* _The exercise_: Render the lines below as a two-column CSV with headers text and answer, with one row for each line that begins with "Detection task:". Put that line in text and the coordinate lines that follow it in answer, each in one quoted field with line breaks replaced by spaces.
====================
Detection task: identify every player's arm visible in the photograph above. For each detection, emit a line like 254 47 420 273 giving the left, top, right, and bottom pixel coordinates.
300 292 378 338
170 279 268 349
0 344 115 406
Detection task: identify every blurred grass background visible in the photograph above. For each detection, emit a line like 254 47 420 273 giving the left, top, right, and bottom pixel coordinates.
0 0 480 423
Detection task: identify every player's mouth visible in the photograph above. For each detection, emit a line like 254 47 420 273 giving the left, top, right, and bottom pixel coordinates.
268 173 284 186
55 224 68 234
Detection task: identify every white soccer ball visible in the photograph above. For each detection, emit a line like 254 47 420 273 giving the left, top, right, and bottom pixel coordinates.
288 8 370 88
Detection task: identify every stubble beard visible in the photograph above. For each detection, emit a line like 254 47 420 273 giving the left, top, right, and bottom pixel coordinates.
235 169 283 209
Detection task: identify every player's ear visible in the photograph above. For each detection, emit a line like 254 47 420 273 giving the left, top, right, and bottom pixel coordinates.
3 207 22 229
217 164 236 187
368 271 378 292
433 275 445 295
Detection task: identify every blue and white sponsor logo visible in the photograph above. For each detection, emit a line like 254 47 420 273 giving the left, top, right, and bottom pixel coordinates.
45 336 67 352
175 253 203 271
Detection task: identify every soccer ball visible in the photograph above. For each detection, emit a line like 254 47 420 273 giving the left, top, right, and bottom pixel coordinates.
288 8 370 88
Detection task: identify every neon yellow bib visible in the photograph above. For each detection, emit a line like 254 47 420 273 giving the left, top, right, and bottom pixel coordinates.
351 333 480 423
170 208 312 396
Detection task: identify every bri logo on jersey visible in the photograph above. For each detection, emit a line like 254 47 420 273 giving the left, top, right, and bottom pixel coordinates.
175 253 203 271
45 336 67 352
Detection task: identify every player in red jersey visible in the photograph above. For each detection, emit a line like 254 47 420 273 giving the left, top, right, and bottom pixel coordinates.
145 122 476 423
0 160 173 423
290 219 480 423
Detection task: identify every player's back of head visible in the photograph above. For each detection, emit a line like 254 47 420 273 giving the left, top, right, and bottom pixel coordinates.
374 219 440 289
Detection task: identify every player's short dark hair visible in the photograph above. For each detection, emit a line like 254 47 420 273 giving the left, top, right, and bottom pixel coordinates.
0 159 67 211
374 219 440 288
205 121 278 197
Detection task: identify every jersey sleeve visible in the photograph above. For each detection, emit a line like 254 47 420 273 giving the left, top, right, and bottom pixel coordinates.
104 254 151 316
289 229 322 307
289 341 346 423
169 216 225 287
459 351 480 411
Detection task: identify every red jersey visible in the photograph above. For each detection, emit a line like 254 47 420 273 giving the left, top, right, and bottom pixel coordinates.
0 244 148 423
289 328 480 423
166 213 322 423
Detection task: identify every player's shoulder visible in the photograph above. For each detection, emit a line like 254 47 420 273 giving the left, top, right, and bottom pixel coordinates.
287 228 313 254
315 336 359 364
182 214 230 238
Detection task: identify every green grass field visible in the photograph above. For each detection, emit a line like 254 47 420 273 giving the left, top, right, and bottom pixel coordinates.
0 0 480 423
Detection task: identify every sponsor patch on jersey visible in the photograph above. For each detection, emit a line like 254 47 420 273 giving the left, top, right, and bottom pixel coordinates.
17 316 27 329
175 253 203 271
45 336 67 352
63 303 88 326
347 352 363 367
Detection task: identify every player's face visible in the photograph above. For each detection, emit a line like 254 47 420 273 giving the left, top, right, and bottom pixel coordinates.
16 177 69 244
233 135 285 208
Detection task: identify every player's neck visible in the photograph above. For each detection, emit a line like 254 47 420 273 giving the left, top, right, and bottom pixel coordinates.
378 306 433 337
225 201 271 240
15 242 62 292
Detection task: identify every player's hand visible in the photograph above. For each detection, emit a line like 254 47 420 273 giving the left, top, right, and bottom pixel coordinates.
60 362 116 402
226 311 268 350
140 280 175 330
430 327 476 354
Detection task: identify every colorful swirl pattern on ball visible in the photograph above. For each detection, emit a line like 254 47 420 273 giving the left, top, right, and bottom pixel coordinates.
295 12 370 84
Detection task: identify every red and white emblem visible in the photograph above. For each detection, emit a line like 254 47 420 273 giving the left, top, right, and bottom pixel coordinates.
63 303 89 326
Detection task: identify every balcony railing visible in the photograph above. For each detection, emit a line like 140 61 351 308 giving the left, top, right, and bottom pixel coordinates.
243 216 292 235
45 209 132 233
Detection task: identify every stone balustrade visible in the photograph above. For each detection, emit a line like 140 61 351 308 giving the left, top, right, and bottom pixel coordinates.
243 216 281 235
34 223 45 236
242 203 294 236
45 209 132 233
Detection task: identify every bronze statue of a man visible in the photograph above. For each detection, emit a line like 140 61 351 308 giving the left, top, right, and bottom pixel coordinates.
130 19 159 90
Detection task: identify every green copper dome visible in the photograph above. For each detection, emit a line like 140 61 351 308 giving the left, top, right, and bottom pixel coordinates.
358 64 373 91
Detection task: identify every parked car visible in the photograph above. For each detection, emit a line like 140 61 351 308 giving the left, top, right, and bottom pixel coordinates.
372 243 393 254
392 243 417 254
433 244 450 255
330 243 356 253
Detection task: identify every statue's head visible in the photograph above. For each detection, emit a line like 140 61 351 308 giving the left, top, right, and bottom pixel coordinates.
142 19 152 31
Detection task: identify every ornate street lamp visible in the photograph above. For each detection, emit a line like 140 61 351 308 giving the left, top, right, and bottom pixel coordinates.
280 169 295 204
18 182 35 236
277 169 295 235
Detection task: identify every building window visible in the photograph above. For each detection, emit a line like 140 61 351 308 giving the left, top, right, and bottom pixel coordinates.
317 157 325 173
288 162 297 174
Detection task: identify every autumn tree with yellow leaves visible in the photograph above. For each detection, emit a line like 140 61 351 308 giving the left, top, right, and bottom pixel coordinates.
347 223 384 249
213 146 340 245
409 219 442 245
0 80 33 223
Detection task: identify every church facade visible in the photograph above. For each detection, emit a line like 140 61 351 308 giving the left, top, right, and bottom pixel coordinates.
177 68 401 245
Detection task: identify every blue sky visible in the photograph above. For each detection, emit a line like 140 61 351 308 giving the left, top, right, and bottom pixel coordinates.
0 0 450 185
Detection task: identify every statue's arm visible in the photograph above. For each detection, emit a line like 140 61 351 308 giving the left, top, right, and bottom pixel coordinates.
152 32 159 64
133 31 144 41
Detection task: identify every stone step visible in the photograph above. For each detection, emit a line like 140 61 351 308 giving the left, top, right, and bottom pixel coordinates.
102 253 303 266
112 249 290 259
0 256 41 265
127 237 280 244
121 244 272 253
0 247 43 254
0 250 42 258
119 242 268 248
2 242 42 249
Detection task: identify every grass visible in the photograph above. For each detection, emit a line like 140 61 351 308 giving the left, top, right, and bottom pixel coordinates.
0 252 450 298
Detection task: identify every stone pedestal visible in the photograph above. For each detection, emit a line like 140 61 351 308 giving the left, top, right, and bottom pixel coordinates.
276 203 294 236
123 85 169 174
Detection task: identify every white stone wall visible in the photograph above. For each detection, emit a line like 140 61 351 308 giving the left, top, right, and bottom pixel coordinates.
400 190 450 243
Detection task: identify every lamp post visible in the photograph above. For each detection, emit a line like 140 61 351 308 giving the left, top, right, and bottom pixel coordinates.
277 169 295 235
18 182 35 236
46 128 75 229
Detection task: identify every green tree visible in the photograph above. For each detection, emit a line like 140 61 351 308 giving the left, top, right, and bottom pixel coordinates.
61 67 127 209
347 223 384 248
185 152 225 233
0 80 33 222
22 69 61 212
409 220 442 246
====================
* _Task solution_:
text,answer
"Detection task: identify every player's arm visible in the photograph above. For each detection, emit a line like 254 47 420 273 giving the left, top, right, and bottom pixel coordinates.","300 292 378 338 170 279 268 349 0 344 115 406"
"Detection task: identify every blurred grass background visible in the photograph above. For each detection, emit a line like 254 47 420 273 giving the left, top, right, and bottom pixel coordinates.","0 0 480 423"
"Detection task: identify every player's mouth visible in the photograph above. For each detection, emit a line like 254 47 420 273 giving the left, top, right, and bottom pixel coordinates.","268 173 284 186 55 224 68 234"
"Detection task: identify every white soccer ball visible in the photograph above. For each detection, emit a line like 254 47 420 273 giving the left, top, right, and bottom pixel coordinates.","288 8 370 88"
"Detection task: identify every stubble beard visible in the photograph above. For each detection, emit a line like 254 47 420 273 giving the left, top, right, and bottom pixel coordinates.","235 169 283 209"
"Detection task: identify every player's ear visible in the photograph above. For each detection, emit a line like 254 47 420 273 giving the left, top, right, and bottom pixel coordinates.","3 207 22 229 217 164 236 187 368 271 378 292 433 275 445 295"
"Detection task: identify every blue and white sponsor logo visible in the photograph above. For each detection, emit a line like 254 47 420 273 giving the left, top, right, and bottom pixel coordinates.","45 336 67 352 175 253 203 271"
"Detection task: identify every soccer ball visible in the photograph above. For each detection, emit a line like 254 47 420 273 giving the left, top, right, and bottom pixel coordinates.","288 8 370 88"
"Detection task: identify every neon yellow bib visible in the photograph above. For each detection, emit a line like 254 47 420 273 giving the left, top, right, and bottom pixel coordinates.","351 333 480 423 170 208 312 396"
"Detection task: identify every bri logo on jersey visible in the photograph above. For each detection, emit a line like 254 47 420 273 giving the left, top, right, and bottom pixel coordinates.","175 253 203 271 45 336 67 352"
"Detection task: identify every player in red jersey visible in the photograph above. For each detection, emit a line like 254 47 420 273 giving the left, top, right, and bottom pixel coordinates.","145 122 476 423 0 160 173 423 290 219 480 423"
"Detection task: identify every player's back of head visible in the photograph above. For each detection, emit a line like 254 47 420 273 giving the left, top, right, and bottom pixel coordinates.","374 219 440 289"
"Detection task: identify every player's short dark hair visible in the photograph above. For each detection, emit a line like 254 47 420 273 giving the left, top, right, and bottom pixel coordinates.","0 159 67 211 374 219 440 288 205 121 278 197"
"Detection task: identify every jersey sleeve visible in the photograph above. For each detection, emit a line like 254 47 420 273 giving the left, top, right, and bottom pixel coordinates.","104 254 151 316 289 229 322 307 289 341 346 423 169 216 225 287 459 351 480 411"
"Detection task: identify every red jersey visible in the photograph above. For each detection, emit a line like 254 47 420 273 giving the left, top, right, and bottom pixel coordinates.","0 244 148 423 289 328 480 423 166 213 322 423"
"Detection task: identify every player's shoulder visible in the photograph above. For each detection, emit a line like 254 47 420 273 giving the left, top, right, and bottom pixel coordinates.","287 228 313 254 315 336 359 364 182 214 230 238"
"Detection task: identify every green grass field visible in the photograph above. For each detection, emit a line like 254 47 420 273 giving the left, top, right, and bottom pixel coordinates.","0 0 480 423"
"Detection task: identify every sponsor patch on jersey visible in the photograph above. For each detection, emit a line like 254 47 420 273 giving the left, top, right, and bottom pixel coordinates.","17 316 27 329 175 253 203 271 45 336 67 352 63 303 88 326 347 352 363 367"
"Detection task: identify every player's face visible in the photograph above. For each detection, emit a line like 254 47 420 273 giving the left, top, right, and bottom pixel coordinates.","16 177 69 244 233 135 285 208"
"Detection task: identify every player's neck visible in the photograph above. For each detection, emit a line like 254 47 420 273 giving the left, top, right, and bottom pixel coordinates.","378 306 433 337 225 201 271 240 15 242 62 292"
"Detection task: identify every player's hand visible in the photograph above. For each detection, emit a line like 254 47 420 273 giving the left, top, right, and bottom pixel coordinates.","60 362 116 402 226 311 268 350 140 280 175 330 430 327 476 354"
"Detection task: identify every colorful swirl pattern on ball visible in the photograph above. For each detection, emit a line like 254 47 420 273 giving the left, top, right, and bottom pixel coordinates.","295 12 370 84"
"Detection task: identify every red and white emblem visible in the photograph above. For each detection, emit a line like 254 47 420 273 giving the left, top, right, and bottom pixel coordinates.","63 303 89 326"
"Detection task: identify every balcony railing visible in the photograph above. For each detection, emit a line like 140 61 351 308 giving the left, top, right, and bottom pixel coordinates.","243 216 292 235 45 209 132 233"
"Detection task: identify every stone balustrade visible in the photograph above. For each detection, emit a line like 140 61 351 308 giving the left, top, right, and bottom pixel coordinates.","243 216 281 235 34 223 45 236 242 203 294 236 45 209 132 233"
"Detection task: identify every bronze statue of a man visible in the photograph above. For each detection, emit a line like 140 61 351 308 giving the left, top, right, and bottom pixel coordinates.","130 19 159 90"
"Detection task: identify every green copper dome visible in the photograph above. For each detection, emit a line like 140 61 351 308 giving the left, top, right, and bottom pixel coordinates.","358 64 373 91"
"Detection task: identify every parked car visible in the photograph above. For each detection, emit a line like 140 61 351 308 giving the left, top, right, and bottom pixel coordinates.","372 243 393 254 392 243 417 254 433 244 450 255 330 243 356 253"
"Detection task: identify every statue's head visible in the photograph above. For each detection, emit a line like 140 61 351 308 giving the left, top, right, and bottom pixel coordinates.","142 19 152 31"
"Detection task: identify every ornate street lamp visible in the photograph above. For each detection, emit a line like 140 61 351 308 giving the left, top, right, and bottom pixel coordinates.","280 169 295 204 18 182 35 236 277 169 295 235"
"Detection task: identify every building window visible in the photograph above. For each detection, emit a line like 140 61 351 308 giving the left, top, right, and bottom pixel coordinates.","317 157 325 173 288 162 297 174"
"Detection task: identify every autumn tree with yellow leaves visible in the photograph above. For each detection, emit a line like 140 61 351 308 giving the left, top, right, and bottom pixel coordinates.","347 223 384 249 213 146 340 245 409 219 442 245 0 80 33 223"
"Detection task: identify every church facade visible in the photograph above. For each detection, emit a line like 140 61 351 308 giving the left, top, right, and bottom pixel coordinates.","177 68 401 245"
"Detection task: identify every blue sky visible in the photograph above. For each detection, emit a line like 140 61 351 308 giving the left, top, right, and bottom pixel coordinates.","0 0 450 185"
"Detection task: identify every statue's arm visible in the photograph above. For each detection, emit a line like 140 61 351 308 giving the left, top, right, and bottom pixel coordinates.","152 32 159 64 133 31 144 41"
"Detection task: identify every stone step visible in the photograph above. For each detection, emit a line like 140 61 351 308 giving the left, top, right, and bottom pixel coordinates.","102 253 303 266 112 249 290 259 0 256 41 265 127 237 280 244 121 244 272 253 0 247 43 254 0 250 42 258 119 242 268 248 2 242 42 249"
"Detection task: identify every grass visible in the photograph above. For each detection, emit a line like 140 61 351 308 giving the left, top, right, and bottom pixel coordinates.","0 252 450 298"
"Detection task: identify every stone pedestal visible in the photograph above. For each detection, emit a line like 140 61 351 308 giving the left, top, right, and bottom pixel coordinates.","276 203 294 236 123 85 169 174"
"Detection task: identify every white stone wall visible in the photograph above. For each detection, emit a line like 140 61 351 308 giving the left, top, right, and bottom pixel coordinates.","400 190 450 243"
"Detection task: identify every lamp post visible in the photograph above. For each detection, emit a line like 140 61 351 308 giving the left, top, right, and bottom pixel coordinates.","277 169 295 235 18 182 35 236 46 128 75 229"
"Detection task: identify every green tree visible in the photograph above. For each detection, emit a line like 140 61 351 308 giving the left, top, right, and bottom pixel coordinates.","61 67 127 209 347 223 384 248 185 152 225 233 0 80 33 222 22 69 61 212 409 220 442 246"